# Supplied material

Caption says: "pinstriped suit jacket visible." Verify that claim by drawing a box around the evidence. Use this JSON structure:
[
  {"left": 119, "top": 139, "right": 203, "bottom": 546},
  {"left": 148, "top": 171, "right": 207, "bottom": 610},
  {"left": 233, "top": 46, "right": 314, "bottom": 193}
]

# Exercise goal
Duplicate the entries above verbatim.

# Exercise solution
Caption says: "pinstriped suit jacket visible." Verify that claim by drawing a box around the evidence. Use this JSON structure:
[
  {"left": 119, "top": 139, "right": 203, "bottom": 546},
  {"left": 148, "top": 171, "right": 207, "bottom": 610},
  {"left": 233, "top": 46, "right": 314, "bottom": 193}
]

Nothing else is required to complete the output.